Only a number is wanted here: the number of lines of the data that include "inside".

■ ■ ■ ■

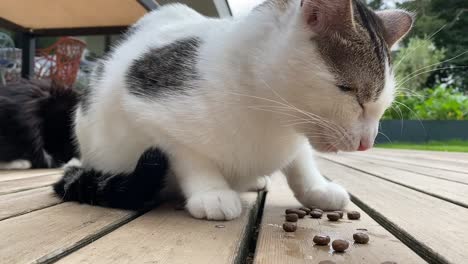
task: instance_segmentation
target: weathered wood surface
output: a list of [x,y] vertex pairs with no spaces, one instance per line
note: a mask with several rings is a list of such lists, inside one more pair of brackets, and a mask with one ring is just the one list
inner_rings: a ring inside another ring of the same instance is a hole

■ ■ ■ ■

- **YOUR RESPONSE**: 2